주어진 과제: 아래 항목 전체를 한 글자도 바꾸지 말고 그대로 다시 적으세요.

항목 목록:

'''

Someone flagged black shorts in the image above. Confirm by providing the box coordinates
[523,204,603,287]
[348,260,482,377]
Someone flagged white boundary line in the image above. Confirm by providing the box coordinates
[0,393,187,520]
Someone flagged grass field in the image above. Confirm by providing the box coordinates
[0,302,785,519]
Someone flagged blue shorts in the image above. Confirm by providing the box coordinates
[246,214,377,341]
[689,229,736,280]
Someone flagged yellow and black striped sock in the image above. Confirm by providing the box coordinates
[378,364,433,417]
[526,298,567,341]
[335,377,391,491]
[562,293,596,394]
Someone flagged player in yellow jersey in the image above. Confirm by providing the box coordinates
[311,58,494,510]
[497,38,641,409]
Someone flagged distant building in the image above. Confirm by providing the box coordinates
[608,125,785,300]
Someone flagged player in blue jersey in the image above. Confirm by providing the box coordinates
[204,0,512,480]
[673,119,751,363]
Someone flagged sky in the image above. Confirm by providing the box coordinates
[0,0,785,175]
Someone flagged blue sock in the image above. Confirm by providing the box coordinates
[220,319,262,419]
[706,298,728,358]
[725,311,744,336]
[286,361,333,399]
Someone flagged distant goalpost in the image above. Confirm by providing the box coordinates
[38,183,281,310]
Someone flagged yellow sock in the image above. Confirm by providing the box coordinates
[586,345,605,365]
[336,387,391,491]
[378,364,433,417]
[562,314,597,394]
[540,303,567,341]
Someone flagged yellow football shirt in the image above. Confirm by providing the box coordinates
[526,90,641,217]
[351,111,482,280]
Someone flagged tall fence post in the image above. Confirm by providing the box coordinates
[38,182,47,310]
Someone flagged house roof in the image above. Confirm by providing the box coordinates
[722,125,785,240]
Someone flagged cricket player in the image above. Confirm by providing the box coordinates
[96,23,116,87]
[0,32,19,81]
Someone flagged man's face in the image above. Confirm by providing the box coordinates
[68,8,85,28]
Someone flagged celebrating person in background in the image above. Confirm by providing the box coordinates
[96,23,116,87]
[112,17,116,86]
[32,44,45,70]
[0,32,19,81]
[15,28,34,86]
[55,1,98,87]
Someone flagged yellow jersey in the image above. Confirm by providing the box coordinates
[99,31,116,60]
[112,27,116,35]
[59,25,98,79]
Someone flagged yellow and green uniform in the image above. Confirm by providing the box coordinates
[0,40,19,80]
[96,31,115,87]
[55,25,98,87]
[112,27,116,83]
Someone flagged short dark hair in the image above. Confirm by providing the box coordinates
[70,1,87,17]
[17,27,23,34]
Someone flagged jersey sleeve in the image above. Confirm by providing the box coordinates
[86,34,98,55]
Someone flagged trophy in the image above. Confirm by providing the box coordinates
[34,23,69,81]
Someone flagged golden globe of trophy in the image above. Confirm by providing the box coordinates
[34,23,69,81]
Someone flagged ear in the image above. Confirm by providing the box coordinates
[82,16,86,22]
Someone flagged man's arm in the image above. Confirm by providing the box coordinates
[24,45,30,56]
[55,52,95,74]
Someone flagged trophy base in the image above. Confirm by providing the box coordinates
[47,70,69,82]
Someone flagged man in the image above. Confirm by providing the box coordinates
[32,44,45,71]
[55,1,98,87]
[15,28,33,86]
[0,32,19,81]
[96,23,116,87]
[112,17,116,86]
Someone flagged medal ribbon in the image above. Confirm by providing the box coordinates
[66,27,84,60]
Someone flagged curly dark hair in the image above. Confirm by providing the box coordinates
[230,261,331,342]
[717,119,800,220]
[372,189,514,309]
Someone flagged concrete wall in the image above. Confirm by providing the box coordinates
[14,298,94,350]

'''

과제 풀이:
Someone flagged black shorts in the image above. Confirm by providing the box coordinates
[523,204,603,287]
[348,260,482,377]
Someone flagged white boundary line in the image above. Confirm by providing the box coordinates
[0,393,187,520]
Someone flagged grass field in the image above. Confirm by providing the box coordinates
[0,302,785,519]
Someone flagged blue shorts in the image above. Confirm by providing the box coordinates
[246,214,377,341]
[689,229,736,280]
Someone flagged yellow and black striped sock in the image above. Confirm by providing the box coordinates
[378,364,433,417]
[526,298,567,341]
[335,377,391,491]
[562,293,596,394]
Someone flagged player in yellow jersey in the image above. Confirm by providing the box coordinates
[311,58,494,510]
[497,38,641,409]
Someone flagged distant building in the image above. Confirm by providing the box coordinates
[608,125,785,300]
Someone flagged player in blue jersey in the image above. Confirm by providing the box coordinates
[204,0,512,480]
[673,119,751,363]
Someone flagged sky in the image above. Confirm by providing the box coordinates
[0,0,785,175]
Someone flagged blue sock in the image above. Confirm by providing the box coordinates
[220,319,262,419]
[706,298,728,358]
[725,311,744,336]
[286,361,333,399]
Someone flagged distant goalpost in the image above. Confirm by providing the box coordinates
[38,183,281,310]
Someone flagged yellow sock in the image above. Confirm by providing the box coordinates
[586,345,605,365]
[336,387,391,491]
[378,364,433,417]
[562,314,597,394]
[540,303,567,341]
Someone flagged yellow football shirt in the image above. Confirm by providing the box coordinates
[526,90,641,217]
[351,111,482,280]
Someone flagged tall fence post in the image above. Confirm by providing the box coordinates
[38,182,47,310]
Someone flagged house roof in the image above. Confirm by providing the box coordinates
[722,125,785,240]
Someone flagged cricket player in the image above. Confirm by providing the box coordinates
[96,23,116,87]
[0,32,19,81]
Someone flagged man's face in the image above. Confirm by providing the box coordinates
[68,8,85,28]
Someone flagged celebrating person in background in the image above. Confirm by providing the box coordinates
[96,23,116,87]
[112,17,116,86]
[32,44,45,70]
[0,32,19,81]
[15,28,34,86]
[55,1,98,87]
Someone flagged yellow jersey in the image above. Confirm by providing the box coordinates
[99,31,116,60]
[112,27,116,35]
[59,25,98,79]
Someone flagged yellow and green uniform in the image above. Confirm by providing the box coordinates
[0,40,19,80]
[96,31,115,87]
[55,25,98,87]
[112,27,116,83]
Someone flagged short dark hair in the image above. Confirm by providing the box coordinates
[70,1,87,17]
[17,27,23,34]
Someone flagged jersey sleeve in the image above. Confirm by providing the box coordinates
[86,34,98,55]
Someone flagged trophy in the image above. Confirm by providing the box coordinates
[34,23,69,81]
Someone flagged golden globe of trophy in the image above. Confirm by providing the box coordinates
[34,23,69,81]
Someone flagged ear in the image above. Confirm by providing the box coordinates
[82,16,86,22]
Someone flagged man's arm in the image above. Confirm by providing the box coordinates
[24,45,30,56]
[55,52,95,74]
Someone flagged trophy base in the image above. Confirm by providing the box coordinates
[47,70,69,82]
Someone flagged man in the image above. Confirm by providing the box coordinates
[32,44,45,71]
[55,1,98,87]
[15,28,33,86]
[0,32,19,81]
[96,23,116,87]
[112,17,116,86]
Someone flagged medal ribbon in the image above. Confirm by providing the box coordinates
[66,27,84,60]
Someone flagged curly dark hair in the image above. Confirm by providing the box coordinates
[230,261,331,342]
[717,119,800,220]
[372,189,514,309]
Someone flagged concrete wall in the image above. Confirm by providing the box coordinates
[14,298,94,350]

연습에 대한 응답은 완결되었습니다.